PROVIDED DATA ▸
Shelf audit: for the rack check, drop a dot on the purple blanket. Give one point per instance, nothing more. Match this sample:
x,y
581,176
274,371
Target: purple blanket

PROBLEM STATEMENT ▸
Rewrite the listing above, swapping every "purple blanket" for "violet blanket" and leaving everything else unchanged.

WRITTEN ANSWER ▸
Shelf audit: for the rack check, drop a dot on the violet blanket. Give one point per instance, nothing more. Match this sample:
x,y
581,176
274,371
Target: violet blanket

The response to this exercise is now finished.